# SUPPLIED PASSAGE

I met Tom Keifer, well, actually not the Tome Keifer, but he was in a band--different guy.

This was before Cinderella--but I think he probably would have liked them.


----------



## 1PUTTS

Hmmm...I wouldn't call Stompin' Tom a Rock Star but I guess he is somewhat of a Canadian icon. I got to play one gig with him many years ago in this small place in Mississauga. My Mom worked at his record label and she was talking to him one day...he says he has this gig and the drummer can't make it. Of course my Mom pipes up that her son plays drums. Without even asking any further questions, he tells her OK and to bring me out. I was like 16 at the time and didn't even know enough to be nervous. So I got up there and pork chopped it along with the band and did OK I suppose. The only thing he told me beforehand was to not play over him and he keeps the time. No problem, Tom!

Other than that...I've opened for Blue Rodeo once - all really nice fellas. And Doug and the Slugs...um, no comment.

And oh...after a round of golf, we were sitting out on the patio afterward enjoying a beverage and I look over and Alex Lifeson is sitting right beside me at the next table. I thought about doing my "Spirit of Radio" air guitar for him but then thought the better of it. Instead, as we were leaving, I just told him I was a big Rush fan and Neil was my favourite drummer and the reason I started playing drums myself. He seemed very humble, thanked me and that was that.


----------



## Rugburn

Had one too many with Dutch Mason at The Blue Cat Club in Calgary back in '96. He was a very nice guy and he kept offering me cigarettes and drinks all night. B.B.King called him the "Prime Minister of the Blues". I wished I'd seen him before arthritis ended his guitar playing days, but he was a fantastic singer with a top-notch band.

Shawn


----------



## mario

I have met a few famous guitarists...for the most part not rock stars but here goes:

THE GOOD GUYS

Danny Gatton. I saw him years ago in a bar. He was mingling with the bar patrons during intermission talking with whoever. Got the chance to talk with him for awhile about guitars and hotrods. Really nice guy! He ended up giving me a couple of guitar picks....still have them. I was shocked to find out a couple of years later that he took his own life. 

John Hammond Jr. Again in a bar. Very nice approachable person with no ego whatsoever. One of my alltime fav players!

THE BAD GUY

Ritchie Blackmore. Years ago he played here in London when he was in Rainbow. A friend of mine's brother was working security and got us tickets and backstage passes. My buddy was a HUGE fan of Ritchie and brought an album along to hopefully get a autograph. Even way back then before the internet, Ritchie already had a reputation as being a dick. So after the show we wait around backstage waiting for Blackmore to walk by us so he can sign my friend's album. We get a glimpse of him walking with his valet (...he looked like one), so my friend get's the nerve to go up to him and ask him if he could sign the album. Ritchie tell's him to f*** off and walks into his limo. LOL....he was wearing a cape!

# SUPPLIED INFORMATION
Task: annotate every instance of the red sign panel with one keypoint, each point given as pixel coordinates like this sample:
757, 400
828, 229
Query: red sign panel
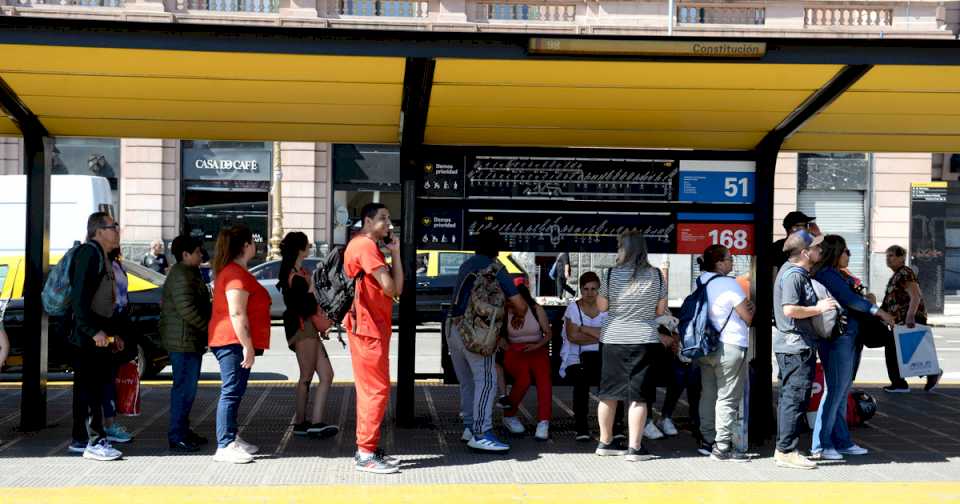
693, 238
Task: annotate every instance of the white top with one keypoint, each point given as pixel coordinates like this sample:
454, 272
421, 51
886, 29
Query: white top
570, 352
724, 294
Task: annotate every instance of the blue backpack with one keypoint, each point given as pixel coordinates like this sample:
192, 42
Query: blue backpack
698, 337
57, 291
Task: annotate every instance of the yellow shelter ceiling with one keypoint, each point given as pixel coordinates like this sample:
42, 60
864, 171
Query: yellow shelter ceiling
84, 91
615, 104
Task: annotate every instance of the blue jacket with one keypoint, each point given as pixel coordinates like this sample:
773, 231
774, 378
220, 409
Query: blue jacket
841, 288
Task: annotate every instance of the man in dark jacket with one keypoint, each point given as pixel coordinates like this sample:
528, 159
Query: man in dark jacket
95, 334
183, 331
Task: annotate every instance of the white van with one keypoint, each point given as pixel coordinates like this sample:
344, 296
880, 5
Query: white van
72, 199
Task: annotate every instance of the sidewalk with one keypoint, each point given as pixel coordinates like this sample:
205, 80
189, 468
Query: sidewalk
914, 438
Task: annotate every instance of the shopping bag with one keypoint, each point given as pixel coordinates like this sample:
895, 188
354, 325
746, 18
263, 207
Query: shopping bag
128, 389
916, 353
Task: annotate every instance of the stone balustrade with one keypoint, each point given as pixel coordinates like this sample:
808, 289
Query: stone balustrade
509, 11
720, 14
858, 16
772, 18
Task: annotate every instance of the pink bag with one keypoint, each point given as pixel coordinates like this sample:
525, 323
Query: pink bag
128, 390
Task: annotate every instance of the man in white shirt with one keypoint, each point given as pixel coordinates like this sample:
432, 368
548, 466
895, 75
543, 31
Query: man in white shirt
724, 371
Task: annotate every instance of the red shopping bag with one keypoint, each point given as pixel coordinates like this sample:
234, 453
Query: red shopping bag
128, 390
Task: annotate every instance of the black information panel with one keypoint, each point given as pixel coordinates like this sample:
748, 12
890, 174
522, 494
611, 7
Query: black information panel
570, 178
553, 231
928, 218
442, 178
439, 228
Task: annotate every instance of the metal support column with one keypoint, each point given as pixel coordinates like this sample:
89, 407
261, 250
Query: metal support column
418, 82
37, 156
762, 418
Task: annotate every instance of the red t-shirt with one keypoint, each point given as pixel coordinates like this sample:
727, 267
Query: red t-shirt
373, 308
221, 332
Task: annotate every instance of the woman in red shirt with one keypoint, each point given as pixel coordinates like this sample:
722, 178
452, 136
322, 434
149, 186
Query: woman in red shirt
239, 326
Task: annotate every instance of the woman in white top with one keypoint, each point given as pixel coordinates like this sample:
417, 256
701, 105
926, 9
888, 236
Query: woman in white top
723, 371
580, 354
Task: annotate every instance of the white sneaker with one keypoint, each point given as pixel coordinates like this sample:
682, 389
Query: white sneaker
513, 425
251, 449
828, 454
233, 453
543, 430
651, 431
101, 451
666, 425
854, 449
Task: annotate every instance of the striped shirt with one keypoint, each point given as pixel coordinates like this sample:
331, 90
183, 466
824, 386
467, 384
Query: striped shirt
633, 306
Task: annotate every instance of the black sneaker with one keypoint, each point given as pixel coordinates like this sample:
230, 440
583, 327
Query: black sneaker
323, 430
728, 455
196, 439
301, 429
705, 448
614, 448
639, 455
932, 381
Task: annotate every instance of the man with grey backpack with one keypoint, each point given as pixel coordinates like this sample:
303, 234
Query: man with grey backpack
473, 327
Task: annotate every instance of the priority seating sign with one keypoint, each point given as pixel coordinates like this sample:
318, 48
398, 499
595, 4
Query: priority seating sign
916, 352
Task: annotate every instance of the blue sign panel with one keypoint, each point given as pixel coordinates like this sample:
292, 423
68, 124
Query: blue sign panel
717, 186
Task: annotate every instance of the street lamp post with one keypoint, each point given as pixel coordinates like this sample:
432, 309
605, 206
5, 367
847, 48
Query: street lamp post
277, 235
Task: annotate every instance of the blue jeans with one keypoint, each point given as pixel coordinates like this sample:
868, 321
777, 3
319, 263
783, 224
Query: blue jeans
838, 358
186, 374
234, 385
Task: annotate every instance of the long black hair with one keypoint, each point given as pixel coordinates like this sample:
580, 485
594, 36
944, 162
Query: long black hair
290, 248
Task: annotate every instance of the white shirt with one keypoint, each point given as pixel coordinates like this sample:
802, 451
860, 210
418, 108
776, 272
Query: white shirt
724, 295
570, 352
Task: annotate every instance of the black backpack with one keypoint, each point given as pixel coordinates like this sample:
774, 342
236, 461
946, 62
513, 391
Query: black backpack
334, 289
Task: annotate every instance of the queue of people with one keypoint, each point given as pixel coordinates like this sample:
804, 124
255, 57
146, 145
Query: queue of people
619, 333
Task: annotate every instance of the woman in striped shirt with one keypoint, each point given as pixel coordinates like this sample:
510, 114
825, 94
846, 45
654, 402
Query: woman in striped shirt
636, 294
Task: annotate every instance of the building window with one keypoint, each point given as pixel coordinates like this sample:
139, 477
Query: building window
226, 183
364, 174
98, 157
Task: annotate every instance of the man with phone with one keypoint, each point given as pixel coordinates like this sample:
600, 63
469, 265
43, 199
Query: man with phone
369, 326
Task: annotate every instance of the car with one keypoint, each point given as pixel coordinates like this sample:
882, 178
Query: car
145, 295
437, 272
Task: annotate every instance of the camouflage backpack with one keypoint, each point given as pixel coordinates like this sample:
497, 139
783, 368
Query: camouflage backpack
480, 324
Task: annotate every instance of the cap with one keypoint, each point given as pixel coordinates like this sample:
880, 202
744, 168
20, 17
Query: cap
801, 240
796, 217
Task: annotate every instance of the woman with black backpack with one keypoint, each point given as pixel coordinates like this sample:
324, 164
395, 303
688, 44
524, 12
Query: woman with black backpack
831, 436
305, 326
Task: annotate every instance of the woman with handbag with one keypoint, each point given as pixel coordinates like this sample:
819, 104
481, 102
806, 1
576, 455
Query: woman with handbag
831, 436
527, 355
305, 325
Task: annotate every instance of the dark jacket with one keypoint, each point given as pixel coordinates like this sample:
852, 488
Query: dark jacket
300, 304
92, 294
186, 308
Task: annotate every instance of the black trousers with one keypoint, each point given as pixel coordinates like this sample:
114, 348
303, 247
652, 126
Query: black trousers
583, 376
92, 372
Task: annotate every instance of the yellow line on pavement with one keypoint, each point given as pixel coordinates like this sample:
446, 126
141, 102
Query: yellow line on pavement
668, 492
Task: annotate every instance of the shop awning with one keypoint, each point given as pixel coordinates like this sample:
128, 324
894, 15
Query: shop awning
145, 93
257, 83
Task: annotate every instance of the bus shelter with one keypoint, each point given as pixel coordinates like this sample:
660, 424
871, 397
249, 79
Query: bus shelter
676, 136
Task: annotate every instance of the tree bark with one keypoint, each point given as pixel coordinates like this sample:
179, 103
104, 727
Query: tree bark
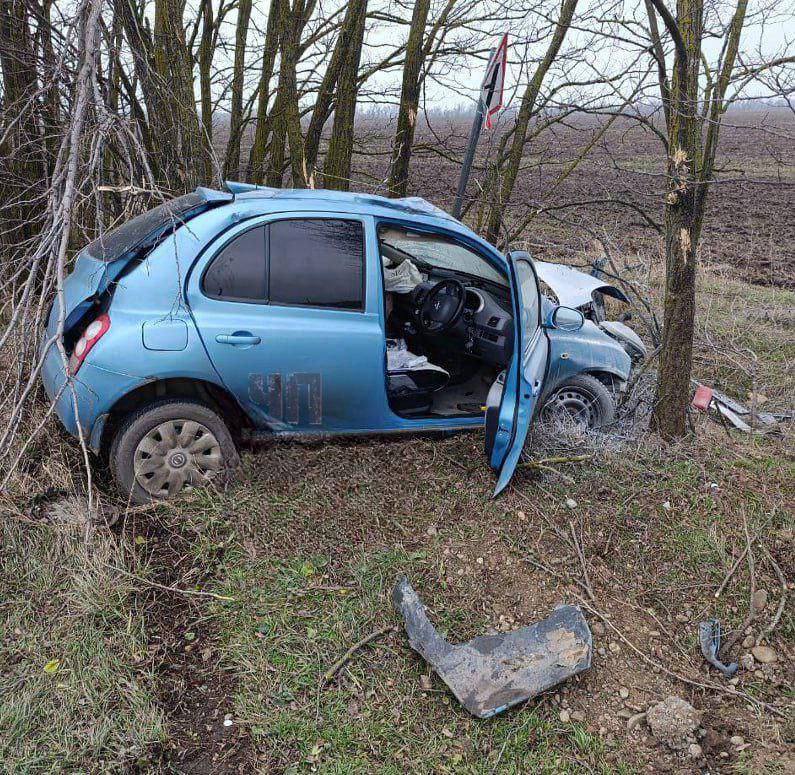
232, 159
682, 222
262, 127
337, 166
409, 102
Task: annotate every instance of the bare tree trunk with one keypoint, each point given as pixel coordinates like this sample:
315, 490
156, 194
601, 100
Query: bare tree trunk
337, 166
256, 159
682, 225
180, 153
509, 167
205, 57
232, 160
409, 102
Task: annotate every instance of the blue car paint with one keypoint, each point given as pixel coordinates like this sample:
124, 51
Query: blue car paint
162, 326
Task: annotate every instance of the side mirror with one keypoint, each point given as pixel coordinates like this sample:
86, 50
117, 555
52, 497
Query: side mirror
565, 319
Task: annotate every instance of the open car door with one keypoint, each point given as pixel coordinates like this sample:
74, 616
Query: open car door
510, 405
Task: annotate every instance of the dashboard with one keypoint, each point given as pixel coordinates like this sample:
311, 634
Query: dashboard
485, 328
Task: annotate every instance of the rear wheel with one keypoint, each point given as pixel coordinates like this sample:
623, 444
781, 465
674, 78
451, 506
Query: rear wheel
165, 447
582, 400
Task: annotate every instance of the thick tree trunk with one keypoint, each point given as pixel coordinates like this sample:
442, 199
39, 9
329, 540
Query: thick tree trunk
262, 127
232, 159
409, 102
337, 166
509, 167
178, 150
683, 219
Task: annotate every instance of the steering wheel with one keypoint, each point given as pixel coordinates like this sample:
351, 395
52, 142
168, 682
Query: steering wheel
* * *
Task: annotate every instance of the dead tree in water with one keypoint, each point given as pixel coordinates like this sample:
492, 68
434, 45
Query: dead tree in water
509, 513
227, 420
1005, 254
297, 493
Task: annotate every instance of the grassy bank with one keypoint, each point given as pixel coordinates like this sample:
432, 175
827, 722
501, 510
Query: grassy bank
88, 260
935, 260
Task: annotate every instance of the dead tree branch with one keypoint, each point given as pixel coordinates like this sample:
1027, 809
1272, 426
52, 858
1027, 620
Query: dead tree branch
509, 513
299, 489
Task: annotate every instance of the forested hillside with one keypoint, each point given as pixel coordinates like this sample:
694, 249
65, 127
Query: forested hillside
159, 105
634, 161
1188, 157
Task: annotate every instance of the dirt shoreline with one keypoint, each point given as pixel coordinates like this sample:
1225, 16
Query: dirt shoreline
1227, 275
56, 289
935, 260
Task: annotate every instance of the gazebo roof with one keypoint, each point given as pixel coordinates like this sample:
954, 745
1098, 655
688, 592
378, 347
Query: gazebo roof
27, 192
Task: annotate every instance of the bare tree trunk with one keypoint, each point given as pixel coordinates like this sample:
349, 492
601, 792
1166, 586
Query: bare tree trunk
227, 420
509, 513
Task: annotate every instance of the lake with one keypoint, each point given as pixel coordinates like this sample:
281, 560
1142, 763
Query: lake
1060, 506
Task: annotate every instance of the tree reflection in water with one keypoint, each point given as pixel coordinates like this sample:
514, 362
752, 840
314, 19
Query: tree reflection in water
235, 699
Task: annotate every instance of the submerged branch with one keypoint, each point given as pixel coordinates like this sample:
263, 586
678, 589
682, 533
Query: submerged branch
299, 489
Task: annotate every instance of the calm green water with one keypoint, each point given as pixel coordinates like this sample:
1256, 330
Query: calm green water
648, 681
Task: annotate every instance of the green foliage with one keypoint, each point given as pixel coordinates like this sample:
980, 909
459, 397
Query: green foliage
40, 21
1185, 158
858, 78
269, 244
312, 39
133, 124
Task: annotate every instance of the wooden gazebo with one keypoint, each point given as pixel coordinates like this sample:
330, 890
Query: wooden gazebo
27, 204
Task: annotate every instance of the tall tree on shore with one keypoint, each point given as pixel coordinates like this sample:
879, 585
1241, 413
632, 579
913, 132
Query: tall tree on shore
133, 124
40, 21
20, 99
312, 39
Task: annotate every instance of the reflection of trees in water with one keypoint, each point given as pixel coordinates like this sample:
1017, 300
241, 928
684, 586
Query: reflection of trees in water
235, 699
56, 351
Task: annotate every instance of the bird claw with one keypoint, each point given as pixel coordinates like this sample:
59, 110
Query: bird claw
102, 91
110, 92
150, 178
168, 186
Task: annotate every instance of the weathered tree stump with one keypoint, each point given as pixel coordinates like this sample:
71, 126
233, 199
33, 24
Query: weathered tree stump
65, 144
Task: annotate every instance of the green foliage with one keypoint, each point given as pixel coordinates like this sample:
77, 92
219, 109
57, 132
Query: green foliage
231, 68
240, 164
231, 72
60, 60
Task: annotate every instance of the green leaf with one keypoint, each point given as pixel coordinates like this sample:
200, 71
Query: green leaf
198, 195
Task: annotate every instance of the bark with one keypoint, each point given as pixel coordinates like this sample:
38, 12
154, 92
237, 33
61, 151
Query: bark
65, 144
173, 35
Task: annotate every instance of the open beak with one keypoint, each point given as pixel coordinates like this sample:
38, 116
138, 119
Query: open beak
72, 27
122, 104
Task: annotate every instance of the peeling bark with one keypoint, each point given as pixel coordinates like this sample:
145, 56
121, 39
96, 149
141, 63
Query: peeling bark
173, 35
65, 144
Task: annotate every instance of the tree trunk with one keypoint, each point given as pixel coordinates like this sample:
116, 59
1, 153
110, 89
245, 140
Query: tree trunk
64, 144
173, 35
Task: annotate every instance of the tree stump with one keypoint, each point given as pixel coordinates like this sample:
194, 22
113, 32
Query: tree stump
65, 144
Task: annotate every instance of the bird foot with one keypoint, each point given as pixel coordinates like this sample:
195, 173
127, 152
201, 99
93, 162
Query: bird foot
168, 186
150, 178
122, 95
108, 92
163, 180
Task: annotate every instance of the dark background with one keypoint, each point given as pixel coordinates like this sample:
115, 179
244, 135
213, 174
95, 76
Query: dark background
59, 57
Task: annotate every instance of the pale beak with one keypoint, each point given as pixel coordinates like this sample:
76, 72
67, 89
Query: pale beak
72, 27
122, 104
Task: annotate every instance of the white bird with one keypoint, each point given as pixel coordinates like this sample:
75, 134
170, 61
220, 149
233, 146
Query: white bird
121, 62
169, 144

# GIVEN EXERCISE
Continue the forum thread about meeting famous musicians from the end of its last post.

# ANSWER TO THE TASK
----------



## cheezyridr

fretboard said:


> Rik was the only one who came off as too good to talk to the common folks .


that's a shame, he's really talented. i wish that wasn't the case :-(



shoretyus said:


> My wife sat next to Cyndi Lauper on a plane once.. yup she's ah... lacking.. upstairs.


yeah, but she's really hot though


i met vinnie moore once, in a music store back home. he's from my hometown. he was cool enough to teach me how to play something properly that i was badly butchering.

i met j.p. and neil from clutch a couple of times, 
partied with the dudes from abraham's meatplow once,
kid rock bought me a beer. he was actually a pretty cool guy to chat with at the bar. he wasn't big yet at that time. 
i met dave wydorf from monster mag briefly. not much of a meeting and he was distracted by other stuff. 
axl rose was "on the nod" at a guys house from the old neighborhood, not really a meeting actually.

i know there's 1 or 2 that i'm forgetting. i've met other famous people, not in the music biz. one thing every encounter has in common though....i'm pretty sure not a single one of them will ever be on a message board telling about how they met some nobody from delaware... hahahaha


----------



## Robert1950

About 20 years ago my ex and I were visiting a artist friend around Dundas and Dovercourt in Toronto. There was a knock at the door and who walks in,... David Wilcox. Very easy going and easy to talk to.


----------



## AGP1

One Christmas in the early 80's in Newcastle (UK) I met Lemmy Kilminster ( Motorhead) and the guitarist from Twisted Sister who were in town for a music show that was made there called the Tube, hosted by Jules Holland (Squeeze). They had just been turned away from a nightclub for not meeting the dress code. My buddy explained to the doorman who they were and we spent the evening drinking with them. Both turned out to be pretty cool guys. We got invited to the taping of the show the next day met Iggy Pop , Pat Benetar, Jules Holland and a few others. It was quite an experience. Went back to another recording a few months later and met Phil Lynott.

Other than meeting Janick Gers who grew up in same town as I did I cant think of any other brushes with he famous.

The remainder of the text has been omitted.